Copy the records. Keep every line exactly as it is.

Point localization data
****
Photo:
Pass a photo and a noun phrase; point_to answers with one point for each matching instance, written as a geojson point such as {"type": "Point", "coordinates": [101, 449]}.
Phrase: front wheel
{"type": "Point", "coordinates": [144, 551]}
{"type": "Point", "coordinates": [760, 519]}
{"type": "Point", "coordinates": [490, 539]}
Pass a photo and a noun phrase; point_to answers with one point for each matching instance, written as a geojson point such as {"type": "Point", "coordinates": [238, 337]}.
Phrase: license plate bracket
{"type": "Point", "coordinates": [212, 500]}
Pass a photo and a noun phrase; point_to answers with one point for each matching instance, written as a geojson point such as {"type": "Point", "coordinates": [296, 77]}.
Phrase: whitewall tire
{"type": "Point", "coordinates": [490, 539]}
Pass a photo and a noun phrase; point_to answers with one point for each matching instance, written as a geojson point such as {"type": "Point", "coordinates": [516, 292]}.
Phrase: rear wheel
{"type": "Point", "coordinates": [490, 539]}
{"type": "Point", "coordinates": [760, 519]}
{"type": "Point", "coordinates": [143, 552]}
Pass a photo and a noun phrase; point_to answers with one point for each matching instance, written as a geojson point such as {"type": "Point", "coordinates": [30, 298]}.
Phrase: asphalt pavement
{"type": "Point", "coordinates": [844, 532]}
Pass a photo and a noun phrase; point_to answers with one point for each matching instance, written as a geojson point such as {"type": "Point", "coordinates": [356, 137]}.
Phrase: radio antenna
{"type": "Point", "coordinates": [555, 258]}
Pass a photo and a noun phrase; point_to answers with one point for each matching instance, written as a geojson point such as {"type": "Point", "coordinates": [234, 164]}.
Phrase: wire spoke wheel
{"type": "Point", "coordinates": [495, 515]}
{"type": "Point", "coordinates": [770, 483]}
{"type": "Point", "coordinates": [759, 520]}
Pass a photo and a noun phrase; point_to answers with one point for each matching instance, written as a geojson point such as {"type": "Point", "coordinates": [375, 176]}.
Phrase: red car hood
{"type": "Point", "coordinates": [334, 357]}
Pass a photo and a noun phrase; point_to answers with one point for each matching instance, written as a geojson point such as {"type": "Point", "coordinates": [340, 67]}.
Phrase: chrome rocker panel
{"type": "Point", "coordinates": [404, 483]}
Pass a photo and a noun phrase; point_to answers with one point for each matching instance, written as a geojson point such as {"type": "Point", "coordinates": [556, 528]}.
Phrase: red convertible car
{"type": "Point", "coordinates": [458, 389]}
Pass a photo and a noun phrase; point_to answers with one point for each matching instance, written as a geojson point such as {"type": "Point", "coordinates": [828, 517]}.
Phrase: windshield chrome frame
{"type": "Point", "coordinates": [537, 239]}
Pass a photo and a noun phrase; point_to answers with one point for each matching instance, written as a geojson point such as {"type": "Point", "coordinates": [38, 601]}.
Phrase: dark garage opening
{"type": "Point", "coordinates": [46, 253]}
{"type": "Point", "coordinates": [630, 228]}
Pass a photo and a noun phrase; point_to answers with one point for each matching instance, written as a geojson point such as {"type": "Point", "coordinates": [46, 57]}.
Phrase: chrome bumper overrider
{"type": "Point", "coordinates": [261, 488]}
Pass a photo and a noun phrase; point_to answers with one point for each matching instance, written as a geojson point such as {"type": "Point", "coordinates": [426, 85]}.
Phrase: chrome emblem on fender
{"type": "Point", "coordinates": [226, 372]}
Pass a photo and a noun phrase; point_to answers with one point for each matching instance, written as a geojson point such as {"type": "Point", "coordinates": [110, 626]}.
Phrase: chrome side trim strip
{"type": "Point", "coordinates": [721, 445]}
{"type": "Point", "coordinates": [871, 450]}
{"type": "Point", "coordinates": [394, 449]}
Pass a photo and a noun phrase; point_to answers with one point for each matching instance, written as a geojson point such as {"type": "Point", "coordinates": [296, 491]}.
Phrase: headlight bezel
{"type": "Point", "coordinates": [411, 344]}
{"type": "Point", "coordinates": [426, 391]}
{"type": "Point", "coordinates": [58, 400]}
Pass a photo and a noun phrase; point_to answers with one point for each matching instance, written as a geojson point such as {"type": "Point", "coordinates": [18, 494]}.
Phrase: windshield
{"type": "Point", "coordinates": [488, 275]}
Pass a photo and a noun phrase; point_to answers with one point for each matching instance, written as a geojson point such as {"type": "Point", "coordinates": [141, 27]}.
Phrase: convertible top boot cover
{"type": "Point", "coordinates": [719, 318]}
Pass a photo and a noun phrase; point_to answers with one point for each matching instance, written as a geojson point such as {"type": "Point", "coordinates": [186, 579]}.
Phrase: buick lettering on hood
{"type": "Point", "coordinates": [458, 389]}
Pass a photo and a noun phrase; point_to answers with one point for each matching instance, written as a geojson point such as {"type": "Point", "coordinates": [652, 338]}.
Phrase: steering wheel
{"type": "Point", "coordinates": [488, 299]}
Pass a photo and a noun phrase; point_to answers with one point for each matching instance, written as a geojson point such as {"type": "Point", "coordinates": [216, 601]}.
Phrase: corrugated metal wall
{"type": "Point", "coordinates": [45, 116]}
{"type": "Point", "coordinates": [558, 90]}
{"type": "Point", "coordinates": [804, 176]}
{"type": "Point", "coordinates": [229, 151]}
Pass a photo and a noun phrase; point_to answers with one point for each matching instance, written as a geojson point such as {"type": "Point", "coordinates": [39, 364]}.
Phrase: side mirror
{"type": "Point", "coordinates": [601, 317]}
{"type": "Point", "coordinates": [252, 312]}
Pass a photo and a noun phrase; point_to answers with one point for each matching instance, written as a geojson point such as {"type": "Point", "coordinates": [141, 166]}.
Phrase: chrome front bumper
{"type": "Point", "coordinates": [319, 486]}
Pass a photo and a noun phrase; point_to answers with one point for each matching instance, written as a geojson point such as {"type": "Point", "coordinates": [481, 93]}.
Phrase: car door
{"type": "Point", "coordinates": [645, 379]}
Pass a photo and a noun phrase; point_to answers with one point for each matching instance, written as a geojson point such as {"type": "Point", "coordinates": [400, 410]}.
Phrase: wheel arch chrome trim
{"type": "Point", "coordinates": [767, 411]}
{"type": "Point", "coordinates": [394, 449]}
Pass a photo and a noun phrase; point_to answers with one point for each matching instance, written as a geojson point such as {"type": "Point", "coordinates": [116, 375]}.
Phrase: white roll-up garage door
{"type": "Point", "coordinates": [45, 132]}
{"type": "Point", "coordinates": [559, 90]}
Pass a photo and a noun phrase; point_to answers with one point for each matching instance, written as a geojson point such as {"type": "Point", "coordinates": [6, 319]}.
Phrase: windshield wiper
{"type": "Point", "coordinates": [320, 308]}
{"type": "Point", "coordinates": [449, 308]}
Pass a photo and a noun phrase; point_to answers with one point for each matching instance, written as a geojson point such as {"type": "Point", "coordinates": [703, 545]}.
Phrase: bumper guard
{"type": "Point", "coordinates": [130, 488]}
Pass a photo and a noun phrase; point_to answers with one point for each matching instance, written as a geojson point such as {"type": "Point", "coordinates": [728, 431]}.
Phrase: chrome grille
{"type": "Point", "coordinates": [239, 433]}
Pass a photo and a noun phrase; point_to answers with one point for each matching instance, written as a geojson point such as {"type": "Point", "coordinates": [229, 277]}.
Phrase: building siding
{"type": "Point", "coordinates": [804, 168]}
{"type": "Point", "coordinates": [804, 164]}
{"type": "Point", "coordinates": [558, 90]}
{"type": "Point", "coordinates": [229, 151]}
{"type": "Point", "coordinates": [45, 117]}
****
◆ TASK RESULT
Photo:
Pass a photo and a noun phrase; point_to answers with one point for each matching instance, written as a geojson point such as {"type": "Point", "coordinates": [101, 449]}.
Phrase: front wheel
{"type": "Point", "coordinates": [144, 551]}
{"type": "Point", "coordinates": [760, 519]}
{"type": "Point", "coordinates": [490, 539]}
Pass a photo and a noun phrase; point_to answers with one point for each matching instance, written as a geojson point such as {"type": "Point", "coordinates": [238, 337]}.
Phrase: license plate bracket
{"type": "Point", "coordinates": [212, 500]}
Pass a photo and a noun phrase; point_to answers with one point for each matching instance, written as a geojson point such as {"type": "Point", "coordinates": [296, 77]}.
Phrase: whitewall tire
{"type": "Point", "coordinates": [490, 539]}
Pass a photo and a noun phrase; point_to answers with one point for each matching instance, written as a geojson point such as {"type": "Point", "coordinates": [516, 292]}.
Phrase: rear wheel
{"type": "Point", "coordinates": [490, 539]}
{"type": "Point", "coordinates": [760, 519]}
{"type": "Point", "coordinates": [143, 552]}
Pass a photo and a noun phrase; point_to answers with one point for each matching instance, written as a geojson point such as {"type": "Point", "coordinates": [30, 298]}.
Phrase: asphalt pavement
{"type": "Point", "coordinates": [844, 532]}
Pass a photo and a noun phrase; point_to answers with one point for each matching instance, written as a geojson point such as {"type": "Point", "coordinates": [356, 137]}.
Phrase: radio antenna
{"type": "Point", "coordinates": [555, 258]}
Pass a photo and a noun phrase; point_to answers with one point for each matching instance, written as a geojson point such as {"type": "Point", "coordinates": [234, 164]}.
Phrase: wire spoke wheel
{"type": "Point", "coordinates": [495, 515]}
{"type": "Point", "coordinates": [770, 483]}
{"type": "Point", "coordinates": [759, 520]}
Pass a photo and a noun phrase; point_to answers with one point for each matching instance, written as a geojson point such as {"type": "Point", "coordinates": [375, 176]}.
Phrase: red car hood
{"type": "Point", "coordinates": [334, 357]}
Pass a photo and a noun phrase; point_to answers with one point for each matching instance, written as a geojson point such as {"type": "Point", "coordinates": [340, 67]}.
Phrase: chrome rocker panel
{"type": "Point", "coordinates": [404, 483]}
Pass a photo and a noun phrase; point_to answers with one point for each matching instance, written as a geojson point such as {"type": "Point", "coordinates": [556, 528]}.
Phrase: red convertible car
{"type": "Point", "coordinates": [458, 389]}
Pass a photo and a noun phrase; point_to answers with one point for each matching instance, written as a geojson point such as {"type": "Point", "coordinates": [828, 517]}.
Phrase: windshield chrome frame
{"type": "Point", "coordinates": [537, 239]}
Pass a photo and a noun phrase; point_to answers with one point for each matching instance, written as a geojson point such as {"type": "Point", "coordinates": [38, 601]}.
Phrase: dark garage opening
{"type": "Point", "coordinates": [46, 253]}
{"type": "Point", "coordinates": [630, 228]}
Pass a photo and a noun phrase; point_to answers with one point for each matching instance, written as a geojson point such as {"type": "Point", "coordinates": [46, 57]}.
Phrase: chrome bumper overrider
{"type": "Point", "coordinates": [261, 488]}
Pass a photo and a noun phrase; point_to answers with one point for each matching instance, written as a geojson point such as {"type": "Point", "coordinates": [426, 85]}.
Phrase: chrome emblem on fender
{"type": "Point", "coordinates": [226, 372]}
Pass a photo and a noun phrase; point_to answers with one point for each matching instance, written as a geojson point such as {"type": "Point", "coordinates": [110, 626]}.
Phrase: chrome side trim strip
{"type": "Point", "coordinates": [721, 445]}
{"type": "Point", "coordinates": [871, 450]}
{"type": "Point", "coordinates": [394, 449]}
Pass a photo and a noun phrase; point_to answers with one point for each matching instance, written as a geojson point such as {"type": "Point", "coordinates": [296, 491]}.
Phrase: headlight bezel
{"type": "Point", "coordinates": [411, 344]}
{"type": "Point", "coordinates": [426, 391]}
{"type": "Point", "coordinates": [58, 400]}
Pass a photo and a noun phrase; point_to answers with one point for each matching instance, written as a geojson point such as {"type": "Point", "coordinates": [18, 494]}.
Phrase: windshield
{"type": "Point", "coordinates": [488, 275]}
Pass a photo and a noun phrase; point_to answers with one point for each matching instance, written as a geojson point such as {"type": "Point", "coordinates": [141, 27]}.
Phrase: convertible top boot cover
{"type": "Point", "coordinates": [719, 318]}
Pass a photo and a noun phrase; point_to answers with one point for each matching instance, written as a geojson point such as {"type": "Point", "coordinates": [186, 579]}.
Phrase: buick lettering on hood
{"type": "Point", "coordinates": [458, 389]}
Pass a photo and a noun phrase; point_to answers with one point for each matching instance, written as a geojson point such as {"type": "Point", "coordinates": [652, 338]}.
Phrase: steering wheel
{"type": "Point", "coordinates": [488, 299]}
Pass a photo and a noun phrase; point_to answers with one point for each matching instance, written as a geojson point such as {"type": "Point", "coordinates": [216, 601]}.
Phrase: corrugated metal wall
{"type": "Point", "coordinates": [45, 116]}
{"type": "Point", "coordinates": [558, 90]}
{"type": "Point", "coordinates": [804, 176]}
{"type": "Point", "coordinates": [229, 151]}
Pass a photo and a noun phrase; point_to answers with one point for each matching instance, written as a geojson point such as {"type": "Point", "coordinates": [39, 364]}.
Phrase: side mirror
{"type": "Point", "coordinates": [601, 317]}
{"type": "Point", "coordinates": [252, 312]}
Pass a photo and a noun phrase; point_to answers with one point for each matching instance, written as a geojson point such as {"type": "Point", "coordinates": [141, 166]}.
Phrase: chrome front bumper
{"type": "Point", "coordinates": [319, 486]}
Pass a photo and a noun phrase; point_to answers with one point for each matching instance, written as a geojson point such as {"type": "Point", "coordinates": [481, 93]}.
Phrase: car door
{"type": "Point", "coordinates": [645, 379]}
Pass a photo and a noun phrase; point_to answers with one point for each matching instance, written as a geojson point such as {"type": "Point", "coordinates": [400, 410]}.
Phrase: wheel arch chrome trim
{"type": "Point", "coordinates": [767, 411]}
{"type": "Point", "coordinates": [394, 449]}
Pass a photo and a noun phrase; point_to answers with one point for each matching instance, written as a geojson point such as {"type": "Point", "coordinates": [116, 375]}.
Phrase: white roll-up garage door
{"type": "Point", "coordinates": [45, 132]}
{"type": "Point", "coordinates": [559, 90]}
Pass a photo and a noun phrase; point_to answers with one point for each matching instance, written as a geojson point such as {"type": "Point", "coordinates": [6, 319]}.
Phrase: windshield wiper
{"type": "Point", "coordinates": [320, 308]}
{"type": "Point", "coordinates": [449, 308]}
Pass a photo and a noun phrase; point_to answers with one point for each matching instance, written as a geojson point such as {"type": "Point", "coordinates": [703, 545]}.
Phrase: bumper guard
{"type": "Point", "coordinates": [130, 488]}
Pass a photo and a noun phrase; point_to answers with one point for each matching instance, written as a geojson point such as {"type": "Point", "coordinates": [728, 431]}.
Phrase: chrome grille
{"type": "Point", "coordinates": [239, 433]}
Pass a photo and a noun phrase; point_to answers with one point for each matching instance, written as a geojson point such as {"type": "Point", "coordinates": [229, 277]}.
Phrase: building siding
{"type": "Point", "coordinates": [804, 168]}
{"type": "Point", "coordinates": [804, 164]}
{"type": "Point", "coordinates": [558, 90]}
{"type": "Point", "coordinates": [229, 151]}
{"type": "Point", "coordinates": [45, 117]}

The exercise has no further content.